座標アノテーションのエントリ
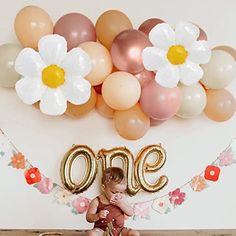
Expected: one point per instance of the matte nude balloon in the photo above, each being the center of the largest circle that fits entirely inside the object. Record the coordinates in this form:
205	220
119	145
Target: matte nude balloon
32	23
103	108
131	124
158	102
144	76
220	105
193	101
126	50
101	62
79	110
219	71
110	24
121	90
147	25
76	29
8	54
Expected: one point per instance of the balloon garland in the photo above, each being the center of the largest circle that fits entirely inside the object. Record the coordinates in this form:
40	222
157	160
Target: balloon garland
137	77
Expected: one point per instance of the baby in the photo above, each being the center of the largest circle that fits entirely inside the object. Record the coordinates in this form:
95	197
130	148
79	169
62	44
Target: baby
109	209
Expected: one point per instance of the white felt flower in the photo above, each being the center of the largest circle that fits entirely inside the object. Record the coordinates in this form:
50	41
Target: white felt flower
52	75
176	54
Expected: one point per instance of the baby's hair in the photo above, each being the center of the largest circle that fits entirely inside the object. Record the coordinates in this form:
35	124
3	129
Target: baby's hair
115	174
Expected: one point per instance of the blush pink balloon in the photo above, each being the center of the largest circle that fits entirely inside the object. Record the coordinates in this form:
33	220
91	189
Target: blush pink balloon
159	103
147	25
126	50
144	76
76	29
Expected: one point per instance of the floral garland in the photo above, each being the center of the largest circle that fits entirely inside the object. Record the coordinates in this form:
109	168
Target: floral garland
146	75
79	204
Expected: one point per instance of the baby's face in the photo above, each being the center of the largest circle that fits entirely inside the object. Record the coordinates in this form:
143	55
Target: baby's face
114	190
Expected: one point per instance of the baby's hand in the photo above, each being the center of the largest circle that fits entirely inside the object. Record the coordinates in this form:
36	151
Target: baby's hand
103	214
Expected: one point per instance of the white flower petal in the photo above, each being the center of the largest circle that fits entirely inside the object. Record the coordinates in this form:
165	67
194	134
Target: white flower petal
52	49
153	58
77	62
186	33
30	90
53	102
168	76
190	73
199	52
77	90
162	36
29	63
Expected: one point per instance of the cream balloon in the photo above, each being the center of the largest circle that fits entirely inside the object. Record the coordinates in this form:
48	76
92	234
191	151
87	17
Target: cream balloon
101	62
193	101
8	54
121	90
220	71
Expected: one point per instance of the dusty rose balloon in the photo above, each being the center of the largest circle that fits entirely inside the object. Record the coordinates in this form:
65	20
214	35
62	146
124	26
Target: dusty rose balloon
131	124
126	50
220	105
147	25
32	23
76	29
110	24
79	110
101	62
144	76
121	90
103	108
158	102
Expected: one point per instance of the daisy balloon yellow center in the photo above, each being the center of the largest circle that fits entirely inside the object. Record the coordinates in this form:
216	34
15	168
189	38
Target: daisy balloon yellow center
177	54
53	76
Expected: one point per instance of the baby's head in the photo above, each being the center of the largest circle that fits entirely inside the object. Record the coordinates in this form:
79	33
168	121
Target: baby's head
113	182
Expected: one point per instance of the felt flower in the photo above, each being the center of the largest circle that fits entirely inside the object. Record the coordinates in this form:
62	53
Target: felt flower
33	175
18	161
162	205
62	197
80	205
53	76
45	186
177	197
212	173
176	54
198	183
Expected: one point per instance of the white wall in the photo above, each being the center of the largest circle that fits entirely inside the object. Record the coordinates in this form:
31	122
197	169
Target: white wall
190	144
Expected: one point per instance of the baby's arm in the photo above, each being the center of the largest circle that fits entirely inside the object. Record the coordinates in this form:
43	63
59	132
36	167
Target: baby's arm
123	205
91	215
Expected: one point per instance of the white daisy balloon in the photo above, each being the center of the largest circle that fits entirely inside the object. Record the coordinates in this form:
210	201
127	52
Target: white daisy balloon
52	75
176	54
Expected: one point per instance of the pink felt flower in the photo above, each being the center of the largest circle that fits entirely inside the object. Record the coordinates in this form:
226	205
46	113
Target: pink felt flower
226	158
177	197
80	205
45	186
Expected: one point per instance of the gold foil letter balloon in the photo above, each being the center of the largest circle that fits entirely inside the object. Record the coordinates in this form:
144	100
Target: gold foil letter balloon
75	152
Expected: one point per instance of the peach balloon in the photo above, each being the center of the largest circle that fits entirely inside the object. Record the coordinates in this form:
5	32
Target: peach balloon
110	24
101	62
121	90
32	23
144	76
79	110
126	50
147	25
103	108
220	105
131	124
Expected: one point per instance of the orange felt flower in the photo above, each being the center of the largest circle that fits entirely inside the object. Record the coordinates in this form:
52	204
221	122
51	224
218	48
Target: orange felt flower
18	161
32	175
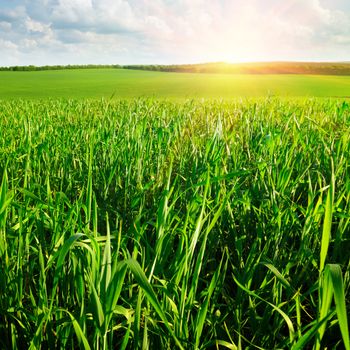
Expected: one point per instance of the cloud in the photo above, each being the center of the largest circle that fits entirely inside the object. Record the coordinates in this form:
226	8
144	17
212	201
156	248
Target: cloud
164	31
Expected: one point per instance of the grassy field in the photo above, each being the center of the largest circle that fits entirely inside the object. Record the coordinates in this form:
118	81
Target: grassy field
193	225
97	83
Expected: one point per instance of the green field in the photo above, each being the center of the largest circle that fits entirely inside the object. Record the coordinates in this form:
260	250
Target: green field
122	83
142	224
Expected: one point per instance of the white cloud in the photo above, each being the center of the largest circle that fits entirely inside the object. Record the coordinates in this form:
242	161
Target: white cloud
165	31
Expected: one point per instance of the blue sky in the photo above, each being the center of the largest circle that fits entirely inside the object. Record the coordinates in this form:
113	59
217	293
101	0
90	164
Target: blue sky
43	32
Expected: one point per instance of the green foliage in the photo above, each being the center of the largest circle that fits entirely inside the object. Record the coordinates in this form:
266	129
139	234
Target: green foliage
127	83
164	225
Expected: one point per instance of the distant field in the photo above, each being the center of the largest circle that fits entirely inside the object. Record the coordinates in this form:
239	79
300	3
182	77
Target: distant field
119	83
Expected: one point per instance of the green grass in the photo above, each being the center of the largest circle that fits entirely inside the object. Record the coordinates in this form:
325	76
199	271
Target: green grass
97	83
193	225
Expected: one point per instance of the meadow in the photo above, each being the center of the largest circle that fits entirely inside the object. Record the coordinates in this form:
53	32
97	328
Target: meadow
124	83
161	224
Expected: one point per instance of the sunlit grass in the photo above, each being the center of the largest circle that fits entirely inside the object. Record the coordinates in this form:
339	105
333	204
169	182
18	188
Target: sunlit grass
194	225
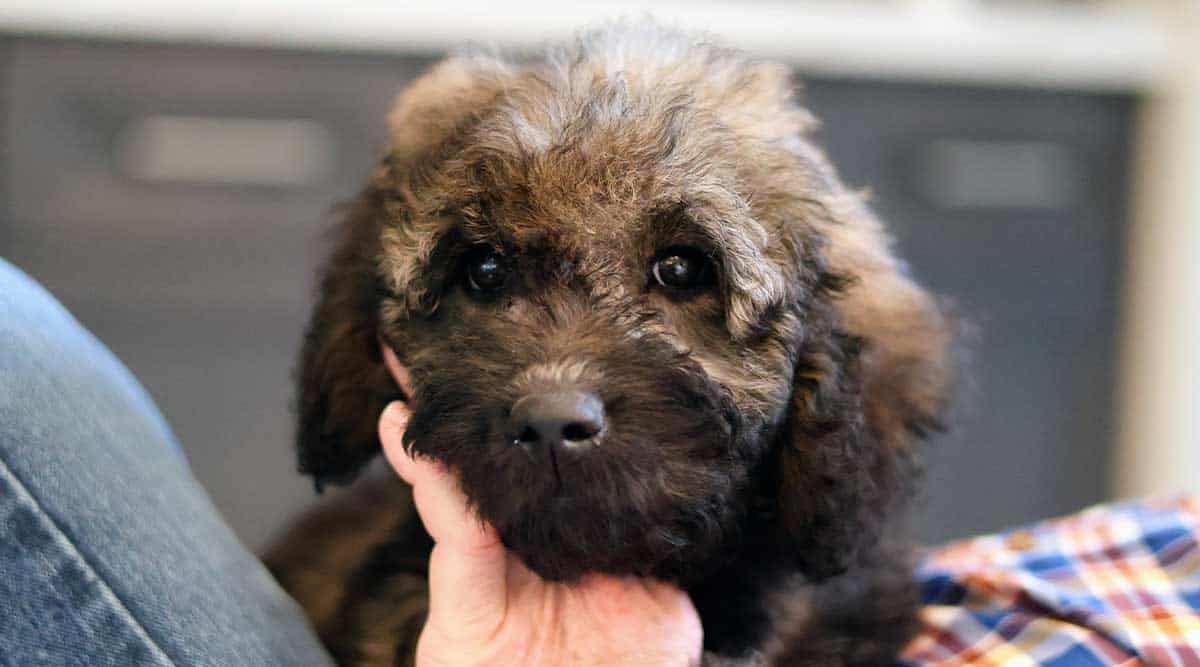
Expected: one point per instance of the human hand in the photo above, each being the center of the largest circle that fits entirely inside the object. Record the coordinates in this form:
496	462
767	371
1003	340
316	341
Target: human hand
487	608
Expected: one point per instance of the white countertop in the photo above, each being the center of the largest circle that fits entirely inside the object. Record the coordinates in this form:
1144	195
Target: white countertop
1068	47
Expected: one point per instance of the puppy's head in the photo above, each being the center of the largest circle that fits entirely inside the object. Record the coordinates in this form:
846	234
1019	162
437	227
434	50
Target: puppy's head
643	320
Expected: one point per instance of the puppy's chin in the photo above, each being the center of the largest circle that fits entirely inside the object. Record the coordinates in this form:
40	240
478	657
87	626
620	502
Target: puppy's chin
592	511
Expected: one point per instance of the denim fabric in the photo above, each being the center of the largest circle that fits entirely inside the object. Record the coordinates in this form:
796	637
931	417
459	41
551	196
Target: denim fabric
109	551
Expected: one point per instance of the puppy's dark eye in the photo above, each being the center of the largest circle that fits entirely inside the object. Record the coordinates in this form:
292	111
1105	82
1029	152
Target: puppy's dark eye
682	268
486	270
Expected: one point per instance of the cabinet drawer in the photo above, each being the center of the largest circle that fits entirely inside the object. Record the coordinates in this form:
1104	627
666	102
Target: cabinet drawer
149	140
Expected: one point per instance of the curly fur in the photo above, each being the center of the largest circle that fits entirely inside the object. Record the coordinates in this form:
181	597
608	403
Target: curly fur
761	433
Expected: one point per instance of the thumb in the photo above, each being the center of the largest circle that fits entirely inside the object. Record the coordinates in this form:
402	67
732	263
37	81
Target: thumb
468	565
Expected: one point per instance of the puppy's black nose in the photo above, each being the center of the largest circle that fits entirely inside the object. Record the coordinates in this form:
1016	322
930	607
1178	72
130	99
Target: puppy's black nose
557	419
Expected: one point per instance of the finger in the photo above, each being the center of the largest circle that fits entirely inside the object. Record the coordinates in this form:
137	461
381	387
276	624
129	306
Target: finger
468	564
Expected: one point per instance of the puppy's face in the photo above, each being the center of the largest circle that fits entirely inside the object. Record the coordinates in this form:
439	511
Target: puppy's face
617	292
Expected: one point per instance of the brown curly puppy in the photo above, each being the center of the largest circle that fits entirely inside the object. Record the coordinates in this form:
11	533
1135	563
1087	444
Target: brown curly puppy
652	334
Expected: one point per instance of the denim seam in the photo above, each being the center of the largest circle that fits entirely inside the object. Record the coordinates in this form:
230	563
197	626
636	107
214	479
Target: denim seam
107	593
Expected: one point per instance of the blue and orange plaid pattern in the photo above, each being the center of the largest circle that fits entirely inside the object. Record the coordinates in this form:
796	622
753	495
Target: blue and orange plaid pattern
1116	584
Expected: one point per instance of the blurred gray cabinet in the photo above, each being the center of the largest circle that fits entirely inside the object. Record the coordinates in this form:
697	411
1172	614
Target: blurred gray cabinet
1012	203
199	280
175	198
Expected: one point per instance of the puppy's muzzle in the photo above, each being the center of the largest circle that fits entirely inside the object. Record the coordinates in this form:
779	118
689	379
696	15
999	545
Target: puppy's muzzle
557	419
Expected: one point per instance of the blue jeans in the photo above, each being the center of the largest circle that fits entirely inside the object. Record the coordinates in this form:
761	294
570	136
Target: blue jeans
109	551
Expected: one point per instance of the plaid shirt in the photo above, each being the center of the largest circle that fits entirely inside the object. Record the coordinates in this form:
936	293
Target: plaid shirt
1116	584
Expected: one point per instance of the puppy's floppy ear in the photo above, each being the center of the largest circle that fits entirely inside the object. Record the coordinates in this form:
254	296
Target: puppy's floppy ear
873	379
382	246
343	385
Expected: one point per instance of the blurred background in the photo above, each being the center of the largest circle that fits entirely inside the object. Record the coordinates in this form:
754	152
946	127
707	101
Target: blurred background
168	170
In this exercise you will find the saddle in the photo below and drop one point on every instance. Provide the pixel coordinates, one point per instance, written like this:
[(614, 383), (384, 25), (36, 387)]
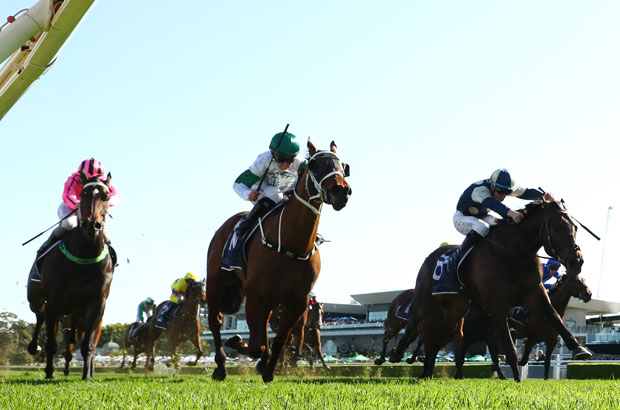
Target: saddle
[(448, 281)]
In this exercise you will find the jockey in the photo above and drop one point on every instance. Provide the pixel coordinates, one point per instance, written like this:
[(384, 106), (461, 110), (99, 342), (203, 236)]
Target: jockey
[(472, 210), (280, 167), (550, 270), (179, 288), (70, 199), (146, 308)]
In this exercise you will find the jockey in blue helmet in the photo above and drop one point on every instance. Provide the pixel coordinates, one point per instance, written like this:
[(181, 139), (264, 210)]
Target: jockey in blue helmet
[(472, 217)]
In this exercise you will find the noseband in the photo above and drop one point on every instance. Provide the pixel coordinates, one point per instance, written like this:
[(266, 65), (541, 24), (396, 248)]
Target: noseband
[(321, 193), (97, 184)]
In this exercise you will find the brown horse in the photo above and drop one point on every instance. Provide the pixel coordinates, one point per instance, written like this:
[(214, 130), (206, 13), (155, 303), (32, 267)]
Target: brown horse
[(501, 272), (393, 324), (312, 335), (283, 272), (75, 278), (537, 330), (138, 342), (184, 325)]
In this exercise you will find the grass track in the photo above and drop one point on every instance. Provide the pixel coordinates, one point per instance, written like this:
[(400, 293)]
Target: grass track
[(29, 390)]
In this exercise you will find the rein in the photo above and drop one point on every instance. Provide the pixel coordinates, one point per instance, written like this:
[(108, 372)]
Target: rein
[(83, 261)]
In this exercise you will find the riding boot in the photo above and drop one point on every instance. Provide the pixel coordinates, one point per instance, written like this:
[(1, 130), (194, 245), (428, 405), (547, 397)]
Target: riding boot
[(56, 235), (261, 207), (470, 240)]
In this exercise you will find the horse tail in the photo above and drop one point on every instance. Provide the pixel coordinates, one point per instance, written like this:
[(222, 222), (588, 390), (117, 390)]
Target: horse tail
[(233, 296)]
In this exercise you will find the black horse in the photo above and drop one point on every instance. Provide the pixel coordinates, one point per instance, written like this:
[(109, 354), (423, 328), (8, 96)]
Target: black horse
[(76, 277)]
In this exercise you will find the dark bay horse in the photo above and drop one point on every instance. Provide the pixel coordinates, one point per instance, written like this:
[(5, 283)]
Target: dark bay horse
[(283, 274), (308, 334), (393, 324), (538, 330), (76, 277), (501, 272), (138, 342), (184, 325)]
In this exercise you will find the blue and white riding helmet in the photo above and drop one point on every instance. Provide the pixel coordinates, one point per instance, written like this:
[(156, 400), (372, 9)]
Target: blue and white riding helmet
[(504, 184)]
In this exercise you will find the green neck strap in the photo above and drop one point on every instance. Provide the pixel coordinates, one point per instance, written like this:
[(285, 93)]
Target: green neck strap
[(83, 261)]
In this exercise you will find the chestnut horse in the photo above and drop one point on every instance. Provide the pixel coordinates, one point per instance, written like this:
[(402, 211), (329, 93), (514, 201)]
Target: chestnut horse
[(282, 273), (537, 330), (75, 278), (138, 342), (501, 272), (184, 325)]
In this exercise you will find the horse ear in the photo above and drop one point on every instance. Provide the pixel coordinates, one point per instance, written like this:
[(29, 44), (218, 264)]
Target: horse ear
[(311, 148)]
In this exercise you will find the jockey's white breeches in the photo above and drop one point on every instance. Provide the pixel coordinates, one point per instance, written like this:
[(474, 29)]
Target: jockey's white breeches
[(465, 224), (271, 192), (69, 223)]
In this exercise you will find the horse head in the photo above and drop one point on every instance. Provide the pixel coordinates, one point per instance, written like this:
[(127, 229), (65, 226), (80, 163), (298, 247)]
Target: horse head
[(558, 232), (328, 177), (574, 286), (93, 206)]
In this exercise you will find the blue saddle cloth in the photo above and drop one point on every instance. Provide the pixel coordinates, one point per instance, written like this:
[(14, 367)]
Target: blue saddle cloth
[(446, 281), (402, 311)]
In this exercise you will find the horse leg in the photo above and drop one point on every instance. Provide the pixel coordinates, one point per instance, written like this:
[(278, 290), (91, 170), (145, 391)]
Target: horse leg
[(215, 325), (500, 324), (494, 351), (526, 352), (459, 351), (33, 346), (290, 315), (549, 346), (51, 328), (540, 300)]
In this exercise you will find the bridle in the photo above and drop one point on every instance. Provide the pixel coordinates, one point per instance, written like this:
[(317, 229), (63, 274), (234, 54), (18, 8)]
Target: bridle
[(99, 226), (545, 234), (320, 194)]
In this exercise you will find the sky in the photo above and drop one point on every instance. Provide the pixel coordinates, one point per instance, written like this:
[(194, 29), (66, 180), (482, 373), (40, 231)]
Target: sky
[(422, 98)]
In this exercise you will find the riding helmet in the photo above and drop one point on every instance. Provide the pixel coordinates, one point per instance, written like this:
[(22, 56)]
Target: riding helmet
[(288, 146), (91, 167), (501, 179)]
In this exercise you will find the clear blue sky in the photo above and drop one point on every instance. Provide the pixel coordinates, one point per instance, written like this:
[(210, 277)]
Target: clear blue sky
[(422, 98)]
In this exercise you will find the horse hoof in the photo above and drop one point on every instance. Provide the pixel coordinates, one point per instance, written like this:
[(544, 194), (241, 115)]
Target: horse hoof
[(219, 374), (233, 341), (581, 353)]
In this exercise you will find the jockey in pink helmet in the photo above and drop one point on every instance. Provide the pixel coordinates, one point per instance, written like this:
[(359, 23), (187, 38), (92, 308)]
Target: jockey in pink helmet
[(71, 198)]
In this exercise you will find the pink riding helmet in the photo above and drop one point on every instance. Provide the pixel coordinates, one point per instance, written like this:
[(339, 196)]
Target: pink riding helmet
[(92, 168)]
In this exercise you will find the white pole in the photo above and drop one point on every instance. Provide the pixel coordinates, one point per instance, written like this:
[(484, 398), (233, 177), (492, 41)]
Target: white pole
[(600, 275), (37, 18)]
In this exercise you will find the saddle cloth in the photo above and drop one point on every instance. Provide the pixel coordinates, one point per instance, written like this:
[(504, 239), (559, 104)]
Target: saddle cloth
[(447, 281)]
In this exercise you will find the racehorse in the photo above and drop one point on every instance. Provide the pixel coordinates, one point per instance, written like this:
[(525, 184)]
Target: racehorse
[(76, 277), (393, 324), (501, 272), (283, 272), (183, 325), (138, 342), (537, 330)]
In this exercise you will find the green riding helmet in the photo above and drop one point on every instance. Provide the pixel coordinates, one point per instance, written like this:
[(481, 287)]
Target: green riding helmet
[(288, 146)]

あなたへの指示:
「In this exercise you will find the chestnut」を含む行から「328), (540, 300)]」を含む行までを、「horse leg」を「horse limb」に置き換えて書き直してもらえますか？それ以外は一切変えずにお願いします。

想定解答:
In this exercise you will find the chestnut horse in the photo above and drop one point on every instance. Provide the pixel coordinates, one point per instance, written like this:
[(402, 211), (329, 93), (514, 201)]
Target: chestnut horse
[(282, 273), (537, 330), (75, 278), (138, 342), (501, 272), (184, 325)]
In this exercise you will find the horse ear in the photo above and drop one point on every instance. Provide the pixel coordinates, one point per instance, written like this:
[(29, 44), (218, 264)]
Target: horse ear
[(311, 148)]
In this exercise you will find the jockey's white breeches in the photo above and drop one point on every instance. Provide the pixel coordinates, one point per instance, written like this:
[(474, 29)]
Target: jockey's white breeches
[(465, 224), (271, 192), (69, 223)]
In this exercise you will find the horse head in the photo above and drop one point on every instance. Provide the pixel coordinates, one point per instance, written like this:
[(127, 229), (65, 226), (80, 163), (298, 247)]
Target: horse head
[(558, 232), (328, 177), (574, 286), (93, 206)]
In this exercise you will find the blue saddle cloth in the photo above and drop one point on every instance. Provide the pixel coordinates, one point per instance, written like this:
[(14, 367)]
Target: blue saddle cloth
[(446, 281), (402, 311)]
In this exercise you will find the horse limb in the photo above and drop one point on every instance. Provide the pixel coordinates, one point per instance, written like this:
[(278, 290), (91, 170), (145, 391)]
Target: horse limb
[(215, 325), (500, 324), (494, 351), (526, 352), (459, 351), (33, 346), (290, 315), (549, 346), (51, 328), (540, 300)]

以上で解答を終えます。